DATA SUPPLIED
--- start ---

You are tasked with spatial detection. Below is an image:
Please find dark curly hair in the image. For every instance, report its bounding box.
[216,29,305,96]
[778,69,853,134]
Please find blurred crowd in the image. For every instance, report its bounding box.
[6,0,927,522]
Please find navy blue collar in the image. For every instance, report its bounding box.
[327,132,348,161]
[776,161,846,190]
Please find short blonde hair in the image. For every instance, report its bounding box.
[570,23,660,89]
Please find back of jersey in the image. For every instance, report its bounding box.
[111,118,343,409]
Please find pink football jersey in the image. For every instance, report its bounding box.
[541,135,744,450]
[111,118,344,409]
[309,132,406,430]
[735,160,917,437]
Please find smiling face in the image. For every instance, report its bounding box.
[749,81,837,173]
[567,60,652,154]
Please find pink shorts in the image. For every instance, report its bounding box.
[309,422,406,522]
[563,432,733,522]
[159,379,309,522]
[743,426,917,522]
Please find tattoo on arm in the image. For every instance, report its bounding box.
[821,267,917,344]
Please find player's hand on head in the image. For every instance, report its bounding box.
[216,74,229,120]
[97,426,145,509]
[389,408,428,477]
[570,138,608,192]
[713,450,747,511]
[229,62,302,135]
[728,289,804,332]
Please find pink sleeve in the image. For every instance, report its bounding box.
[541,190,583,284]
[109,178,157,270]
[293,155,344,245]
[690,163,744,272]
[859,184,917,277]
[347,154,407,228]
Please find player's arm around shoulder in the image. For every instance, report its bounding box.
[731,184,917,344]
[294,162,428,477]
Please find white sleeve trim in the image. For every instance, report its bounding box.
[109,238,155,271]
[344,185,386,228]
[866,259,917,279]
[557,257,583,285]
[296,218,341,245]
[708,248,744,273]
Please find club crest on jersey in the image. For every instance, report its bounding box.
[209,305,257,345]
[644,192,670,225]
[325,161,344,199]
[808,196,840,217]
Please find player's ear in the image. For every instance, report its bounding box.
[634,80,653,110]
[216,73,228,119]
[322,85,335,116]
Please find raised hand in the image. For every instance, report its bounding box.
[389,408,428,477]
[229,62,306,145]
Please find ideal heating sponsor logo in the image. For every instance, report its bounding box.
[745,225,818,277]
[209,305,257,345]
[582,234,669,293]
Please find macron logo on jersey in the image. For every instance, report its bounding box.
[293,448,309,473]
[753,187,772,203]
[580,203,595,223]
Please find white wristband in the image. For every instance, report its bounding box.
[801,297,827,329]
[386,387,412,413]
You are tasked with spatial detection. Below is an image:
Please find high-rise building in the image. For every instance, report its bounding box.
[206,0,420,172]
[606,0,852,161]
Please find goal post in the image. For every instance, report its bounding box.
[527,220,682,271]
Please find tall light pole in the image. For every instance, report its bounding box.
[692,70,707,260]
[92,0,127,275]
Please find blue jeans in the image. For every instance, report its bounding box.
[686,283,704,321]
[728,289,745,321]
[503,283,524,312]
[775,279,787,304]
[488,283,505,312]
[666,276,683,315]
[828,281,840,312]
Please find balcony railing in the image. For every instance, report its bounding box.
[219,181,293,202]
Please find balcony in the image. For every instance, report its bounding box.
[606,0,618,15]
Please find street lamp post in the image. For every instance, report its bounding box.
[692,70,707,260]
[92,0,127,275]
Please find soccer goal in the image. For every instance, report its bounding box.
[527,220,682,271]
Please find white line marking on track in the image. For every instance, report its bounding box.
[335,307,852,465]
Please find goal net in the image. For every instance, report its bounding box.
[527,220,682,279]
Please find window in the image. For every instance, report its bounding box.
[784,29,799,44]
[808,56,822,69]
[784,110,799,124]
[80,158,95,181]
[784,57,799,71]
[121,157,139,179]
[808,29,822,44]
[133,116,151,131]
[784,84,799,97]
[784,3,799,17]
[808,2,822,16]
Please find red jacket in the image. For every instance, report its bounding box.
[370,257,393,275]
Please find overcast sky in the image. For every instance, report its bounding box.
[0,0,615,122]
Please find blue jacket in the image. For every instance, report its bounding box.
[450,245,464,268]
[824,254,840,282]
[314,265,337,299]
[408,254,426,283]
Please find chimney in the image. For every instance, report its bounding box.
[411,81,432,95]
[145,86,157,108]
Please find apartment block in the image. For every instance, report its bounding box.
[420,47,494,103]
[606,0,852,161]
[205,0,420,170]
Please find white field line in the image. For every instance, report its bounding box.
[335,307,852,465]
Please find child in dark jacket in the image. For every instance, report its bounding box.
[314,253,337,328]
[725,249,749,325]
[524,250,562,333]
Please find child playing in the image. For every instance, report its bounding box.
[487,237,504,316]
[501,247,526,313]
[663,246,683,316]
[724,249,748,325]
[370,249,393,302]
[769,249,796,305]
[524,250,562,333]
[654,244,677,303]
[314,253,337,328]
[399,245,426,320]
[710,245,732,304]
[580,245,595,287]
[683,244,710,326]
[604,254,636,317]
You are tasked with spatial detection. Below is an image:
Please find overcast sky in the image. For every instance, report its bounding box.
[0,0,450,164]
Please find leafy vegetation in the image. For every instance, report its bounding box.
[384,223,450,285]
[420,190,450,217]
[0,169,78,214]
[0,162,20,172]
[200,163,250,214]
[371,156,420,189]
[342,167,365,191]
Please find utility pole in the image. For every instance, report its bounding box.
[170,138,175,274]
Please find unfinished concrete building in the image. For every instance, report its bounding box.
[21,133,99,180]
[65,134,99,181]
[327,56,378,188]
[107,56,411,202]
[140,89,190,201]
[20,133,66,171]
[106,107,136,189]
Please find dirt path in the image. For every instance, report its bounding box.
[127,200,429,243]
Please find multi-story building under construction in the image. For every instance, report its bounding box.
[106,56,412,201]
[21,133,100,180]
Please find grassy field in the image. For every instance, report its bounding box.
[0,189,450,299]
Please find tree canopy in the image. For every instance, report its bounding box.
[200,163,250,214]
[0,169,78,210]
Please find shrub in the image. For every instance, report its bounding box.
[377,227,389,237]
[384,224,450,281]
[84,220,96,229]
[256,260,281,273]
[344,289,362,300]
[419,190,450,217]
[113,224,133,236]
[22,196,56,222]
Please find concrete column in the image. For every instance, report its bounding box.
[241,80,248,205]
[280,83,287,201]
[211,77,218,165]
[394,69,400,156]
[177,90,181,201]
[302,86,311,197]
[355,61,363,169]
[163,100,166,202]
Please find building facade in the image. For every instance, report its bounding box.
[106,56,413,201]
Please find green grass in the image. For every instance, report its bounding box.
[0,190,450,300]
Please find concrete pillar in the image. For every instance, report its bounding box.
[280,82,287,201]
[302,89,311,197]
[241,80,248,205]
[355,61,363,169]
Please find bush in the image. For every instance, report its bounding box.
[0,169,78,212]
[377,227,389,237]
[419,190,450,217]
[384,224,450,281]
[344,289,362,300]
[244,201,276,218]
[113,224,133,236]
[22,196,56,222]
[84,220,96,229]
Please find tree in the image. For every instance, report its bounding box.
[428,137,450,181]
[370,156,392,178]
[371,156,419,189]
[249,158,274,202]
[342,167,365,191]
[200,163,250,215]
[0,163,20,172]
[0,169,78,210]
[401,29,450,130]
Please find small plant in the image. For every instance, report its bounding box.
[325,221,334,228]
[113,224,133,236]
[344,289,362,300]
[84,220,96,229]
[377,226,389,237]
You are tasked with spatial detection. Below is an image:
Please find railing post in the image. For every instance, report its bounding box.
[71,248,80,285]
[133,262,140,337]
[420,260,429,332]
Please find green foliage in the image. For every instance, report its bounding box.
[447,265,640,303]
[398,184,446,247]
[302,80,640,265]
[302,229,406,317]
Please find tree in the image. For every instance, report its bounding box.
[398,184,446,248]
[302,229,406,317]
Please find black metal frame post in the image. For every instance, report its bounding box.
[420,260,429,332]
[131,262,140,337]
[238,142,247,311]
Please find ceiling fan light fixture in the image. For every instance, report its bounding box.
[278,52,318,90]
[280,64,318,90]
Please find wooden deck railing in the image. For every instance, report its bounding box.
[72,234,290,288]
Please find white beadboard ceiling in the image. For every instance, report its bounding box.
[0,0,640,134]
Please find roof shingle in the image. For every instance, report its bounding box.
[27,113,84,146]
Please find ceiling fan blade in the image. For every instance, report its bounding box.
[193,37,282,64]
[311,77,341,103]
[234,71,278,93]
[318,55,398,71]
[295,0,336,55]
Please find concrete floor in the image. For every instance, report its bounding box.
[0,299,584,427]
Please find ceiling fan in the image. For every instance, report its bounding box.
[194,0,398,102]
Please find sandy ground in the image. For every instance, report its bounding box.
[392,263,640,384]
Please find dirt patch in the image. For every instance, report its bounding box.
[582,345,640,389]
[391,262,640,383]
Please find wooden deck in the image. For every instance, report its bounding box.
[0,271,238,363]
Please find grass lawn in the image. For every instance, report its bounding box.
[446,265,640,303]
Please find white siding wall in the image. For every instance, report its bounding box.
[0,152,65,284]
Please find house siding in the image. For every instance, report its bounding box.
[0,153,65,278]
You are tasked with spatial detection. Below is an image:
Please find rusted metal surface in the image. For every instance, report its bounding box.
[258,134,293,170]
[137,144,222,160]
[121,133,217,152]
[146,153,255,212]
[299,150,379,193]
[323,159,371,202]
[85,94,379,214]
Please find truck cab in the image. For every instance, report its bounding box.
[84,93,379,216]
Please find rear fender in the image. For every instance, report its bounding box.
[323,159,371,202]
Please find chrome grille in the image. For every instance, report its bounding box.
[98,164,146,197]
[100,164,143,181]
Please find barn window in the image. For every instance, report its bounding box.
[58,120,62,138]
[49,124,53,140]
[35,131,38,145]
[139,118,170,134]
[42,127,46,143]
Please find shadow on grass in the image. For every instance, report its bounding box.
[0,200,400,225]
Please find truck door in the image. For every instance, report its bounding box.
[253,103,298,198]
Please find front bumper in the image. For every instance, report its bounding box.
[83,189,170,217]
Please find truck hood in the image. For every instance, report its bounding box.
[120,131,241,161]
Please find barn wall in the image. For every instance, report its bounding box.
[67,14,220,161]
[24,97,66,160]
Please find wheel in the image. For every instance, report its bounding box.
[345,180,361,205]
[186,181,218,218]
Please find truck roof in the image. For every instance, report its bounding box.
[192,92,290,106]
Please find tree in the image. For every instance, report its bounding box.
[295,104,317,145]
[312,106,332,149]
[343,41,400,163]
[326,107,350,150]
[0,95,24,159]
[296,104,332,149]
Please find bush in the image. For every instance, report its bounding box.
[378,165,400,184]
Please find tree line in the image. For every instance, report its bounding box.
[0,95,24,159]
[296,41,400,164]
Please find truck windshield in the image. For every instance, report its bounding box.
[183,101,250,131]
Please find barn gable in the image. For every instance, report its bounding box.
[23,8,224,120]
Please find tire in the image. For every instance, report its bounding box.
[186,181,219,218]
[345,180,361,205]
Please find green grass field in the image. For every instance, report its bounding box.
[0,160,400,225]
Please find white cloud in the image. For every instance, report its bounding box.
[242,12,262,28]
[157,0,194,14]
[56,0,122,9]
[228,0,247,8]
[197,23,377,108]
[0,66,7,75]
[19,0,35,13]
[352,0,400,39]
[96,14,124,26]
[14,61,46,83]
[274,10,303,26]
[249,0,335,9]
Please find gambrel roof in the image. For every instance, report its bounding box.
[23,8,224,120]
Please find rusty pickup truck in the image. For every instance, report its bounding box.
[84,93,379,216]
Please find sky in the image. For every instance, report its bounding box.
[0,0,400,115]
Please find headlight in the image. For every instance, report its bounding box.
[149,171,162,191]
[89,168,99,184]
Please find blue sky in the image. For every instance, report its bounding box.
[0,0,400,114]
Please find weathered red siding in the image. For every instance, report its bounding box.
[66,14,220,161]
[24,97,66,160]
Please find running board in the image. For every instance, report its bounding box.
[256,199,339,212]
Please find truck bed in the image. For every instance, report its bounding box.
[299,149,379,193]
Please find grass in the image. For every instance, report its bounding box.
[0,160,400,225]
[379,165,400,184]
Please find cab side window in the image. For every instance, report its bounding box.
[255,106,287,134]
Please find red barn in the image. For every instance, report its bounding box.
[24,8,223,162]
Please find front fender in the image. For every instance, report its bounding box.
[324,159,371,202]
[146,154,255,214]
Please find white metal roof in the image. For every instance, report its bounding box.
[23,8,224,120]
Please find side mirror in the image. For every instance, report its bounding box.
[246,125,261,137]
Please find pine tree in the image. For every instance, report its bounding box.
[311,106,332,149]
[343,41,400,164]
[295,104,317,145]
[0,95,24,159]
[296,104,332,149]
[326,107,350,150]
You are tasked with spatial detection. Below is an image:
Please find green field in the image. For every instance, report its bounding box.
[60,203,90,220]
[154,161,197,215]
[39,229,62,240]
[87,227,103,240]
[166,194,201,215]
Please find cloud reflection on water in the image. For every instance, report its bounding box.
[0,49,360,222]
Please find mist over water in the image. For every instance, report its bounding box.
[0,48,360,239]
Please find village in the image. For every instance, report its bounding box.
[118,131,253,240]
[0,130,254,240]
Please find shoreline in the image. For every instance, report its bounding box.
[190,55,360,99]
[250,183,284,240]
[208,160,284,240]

--- end ---

JOB
Copy the rows from the line with "Please find shrub" to the line with "[106,56,413,201]", including both of those lines, without any change.

FINAL RESULT
Please find shrub in the image. For every instance, report its bounding box.
[377,227,389,237]
[384,224,450,281]
[84,220,96,229]
[256,260,281,273]
[344,289,362,300]
[419,190,450,217]
[113,224,133,236]
[22,196,56,222]
Please find concrete column in the image. For every instance, report its bounding box.
[241,80,248,205]
[280,83,287,201]
[211,77,218,165]
[394,69,400,156]
[177,90,181,201]
[302,86,311,197]
[355,61,363,169]
[163,100,166,202]
Please find building facade in the image. For every instance, report its bounding box.
[106,56,413,201]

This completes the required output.